◆ Exercise aim: Copy everything in the listing below word for word, apart from any images.

◆ Task inputs:
________________________
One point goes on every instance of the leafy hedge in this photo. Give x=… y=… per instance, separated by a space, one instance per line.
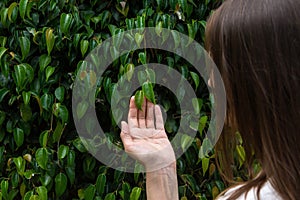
x=42 y=45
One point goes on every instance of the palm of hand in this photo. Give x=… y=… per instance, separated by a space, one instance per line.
x=144 y=136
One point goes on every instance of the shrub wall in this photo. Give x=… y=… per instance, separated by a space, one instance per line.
x=42 y=45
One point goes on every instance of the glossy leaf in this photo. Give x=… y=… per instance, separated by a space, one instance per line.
x=62 y=151
x=84 y=45
x=60 y=184
x=11 y=9
x=42 y=192
x=205 y=164
x=41 y=156
x=81 y=109
x=100 y=183
x=49 y=71
x=65 y=22
x=23 y=7
x=148 y=91
x=60 y=93
x=139 y=99
x=25 y=46
x=89 y=192
x=19 y=136
x=44 y=61
x=135 y=193
x=3 y=93
x=57 y=132
x=20 y=165
x=2 y=51
x=50 y=40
________________________
◆ Task solution:
One point goes on every instance of the leafy hedge in this photo. Give x=… y=… per instance, separated by a space, one instance per line.
x=42 y=45
One point goes on every instance of the palm of hand in this photo. Give x=… y=… per instance, separated by a space, one instance per line.
x=144 y=136
One point goes on every instance of the shrub wall in this photo. Give x=… y=… per instance, separated by a space, one instance per line.
x=42 y=45
One point goes on every instance of the glossy leaf in this photo. Give x=… y=… per instance, separated by a space, one instance per line.
x=62 y=151
x=84 y=45
x=60 y=184
x=11 y=9
x=42 y=192
x=205 y=164
x=41 y=156
x=81 y=109
x=100 y=183
x=49 y=71
x=65 y=22
x=23 y=7
x=148 y=91
x=60 y=93
x=139 y=99
x=25 y=46
x=89 y=192
x=19 y=136
x=44 y=61
x=135 y=193
x=3 y=93
x=57 y=132
x=20 y=165
x=2 y=51
x=50 y=40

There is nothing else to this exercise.